DIRECTION: Repeat the whole listing below, word for word.

MATERIALS PROVIDED:
━━━━━━━━━━━━━━━━

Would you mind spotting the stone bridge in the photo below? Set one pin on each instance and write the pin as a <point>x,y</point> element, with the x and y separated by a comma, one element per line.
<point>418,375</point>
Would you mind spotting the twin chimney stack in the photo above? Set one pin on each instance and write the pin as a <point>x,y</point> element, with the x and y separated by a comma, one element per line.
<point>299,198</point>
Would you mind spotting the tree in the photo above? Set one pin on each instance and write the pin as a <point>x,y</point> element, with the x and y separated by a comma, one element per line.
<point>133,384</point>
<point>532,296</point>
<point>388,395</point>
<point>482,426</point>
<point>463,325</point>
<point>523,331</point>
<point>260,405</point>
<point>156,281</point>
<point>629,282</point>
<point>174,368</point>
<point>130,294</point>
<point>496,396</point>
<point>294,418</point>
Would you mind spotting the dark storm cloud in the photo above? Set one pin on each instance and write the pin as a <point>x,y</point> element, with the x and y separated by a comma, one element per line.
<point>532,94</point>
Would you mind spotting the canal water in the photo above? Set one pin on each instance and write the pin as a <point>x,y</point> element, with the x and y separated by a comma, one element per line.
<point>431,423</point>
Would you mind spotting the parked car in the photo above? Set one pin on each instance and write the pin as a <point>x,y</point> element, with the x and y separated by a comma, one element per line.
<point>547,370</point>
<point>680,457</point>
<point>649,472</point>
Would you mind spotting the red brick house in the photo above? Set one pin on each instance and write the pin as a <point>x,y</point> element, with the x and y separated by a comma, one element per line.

━━━━━━━━━━━━━━━━

EXERCISE RESULT:
Would you mind spotting the stone bridge in the photo below? Set one pin on each instance and write the pin as a <point>x,y</point> element, with the x and y separated by a comma, one element per line.
<point>418,375</point>
Would you mind spotting the twin chimney stack in the photo above? Set one pin on each instance and write the pin as a <point>x,y</point> element, with the x and y separated by a comma, one element per line.
<point>299,198</point>
Would you mind spotting the tree in the photo above? Set one pin on each instance and write the pin as a <point>x,y</point> element, with the x and y separated by a comma, one element per line.
<point>133,384</point>
<point>532,296</point>
<point>388,395</point>
<point>482,426</point>
<point>463,325</point>
<point>523,331</point>
<point>260,405</point>
<point>156,281</point>
<point>629,282</point>
<point>174,368</point>
<point>130,294</point>
<point>496,396</point>
<point>294,418</point>
Would you mind spotting the dark storm cloud in the photo above? Set one pin on each instance and write the pin as a <point>x,y</point> element, with the x and y separated by a comma, one element per line.
<point>532,94</point>
Would you mind spotting the canal water in the photo above? Set one pin on each instance and write the pin as a <point>x,y</point> element, with the x and y separated by a comma, one element per line.
<point>431,423</point>
Would you mind spotting the parked car in the photo above? Set one pin on each instance and write the pin as a <point>x,y</point> element, with the x and y separated by a comma, one element per line.
<point>547,370</point>
<point>680,457</point>
<point>649,472</point>
Would you mind spotting the red brick house in the photo above? Set one pin on each instance and write the pin as a <point>x,y</point> element, with the x and y separated by a comma, one element per line.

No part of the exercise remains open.